Work required.
Reproduce the entire listing below word for word, omitting the pictures.

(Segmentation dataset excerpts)
※ ※ ※
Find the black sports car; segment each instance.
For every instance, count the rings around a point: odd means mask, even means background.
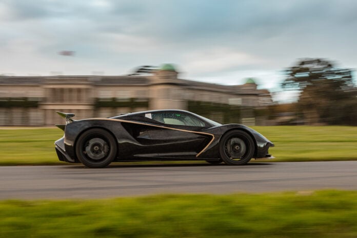
[[[244,165],[252,158],[272,158],[274,146],[264,136],[240,124],[221,125],[192,112],[161,110],[110,118],[73,120],[57,112],[66,125],[55,142],[58,159],[102,168],[113,161],[204,160]]]

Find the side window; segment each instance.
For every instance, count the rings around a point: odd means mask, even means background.
[[[205,123],[200,120],[180,112],[157,112],[147,113],[145,117],[161,123],[177,126],[188,126],[204,127]]]

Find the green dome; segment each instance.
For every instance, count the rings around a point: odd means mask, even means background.
[[[255,81],[251,77],[249,78],[247,80],[247,82],[246,82],[245,84],[256,84],[255,82]]]
[[[171,64],[165,64],[161,66],[160,71],[174,71],[176,72],[175,67]]]

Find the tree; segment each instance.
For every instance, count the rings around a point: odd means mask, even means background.
[[[357,115],[356,109],[350,108],[357,106],[351,69],[338,68],[325,59],[304,58],[285,72],[282,86],[301,91],[299,108],[310,115],[309,122],[357,124],[350,118],[351,114]]]

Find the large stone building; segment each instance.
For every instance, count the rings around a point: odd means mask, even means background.
[[[0,126],[51,126],[56,111],[76,119],[148,109],[190,110],[222,123],[255,123],[252,109],[272,103],[251,80],[224,86],[177,78],[171,65],[152,75],[0,76]]]

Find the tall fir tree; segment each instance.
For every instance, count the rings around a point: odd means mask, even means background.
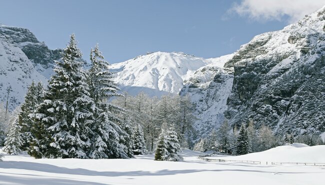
※ ※ ※
Task result.
Find the black sports car; segment each instance.
For every instance, count the rings around a point: odd means mask, even means background.
[[[244,165],[252,158],[272,158],[274,146],[264,136],[240,124],[221,125],[192,112],[161,110],[110,118],[73,120],[57,112],[66,125],[55,142],[58,159],[102,168],[113,161],[204,160]]]

Find the side window; segment each instance.
For every instance, count the rings around a point: odd means mask, even means background.
[[[205,123],[200,120],[180,112],[157,112],[147,113],[145,117],[161,123],[177,126],[188,126],[204,127]]]

Find the green dome; segment each instance.
For every instance, count the rings around a point: odd means mask, even means background.
[[[255,81],[251,77],[249,78],[247,80],[247,82],[246,82],[245,84],[256,84],[255,82]]]
[[[171,64],[165,64],[161,66],[160,71],[174,71],[176,72],[175,67]]]

Find the tree; segment each instance.
For every instance, count the rings around a point: odd means mask, even means background.
[[[357,115],[356,109],[350,108],[357,106],[351,69],[338,68],[325,59],[304,58],[285,72],[282,86],[301,91],[299,108],[310,115],[309,122],[357,124],[350,118],[351,114]]]

Find the large stone building; segment each instance.
For every instance, count the rings around a point: odd means mask, even means background.
[[[0,126],[51,126],[56,111],[76,119],[148,109],[190,110],[222,123],[255,123],[252,109],[272,103],[251,80],[224,86],[177,78],[171,65],[152,75],[0,76]]]

Find the tall fir tree; segment each instance.
For every instance, count the rings around a point: odd means mask, even means background.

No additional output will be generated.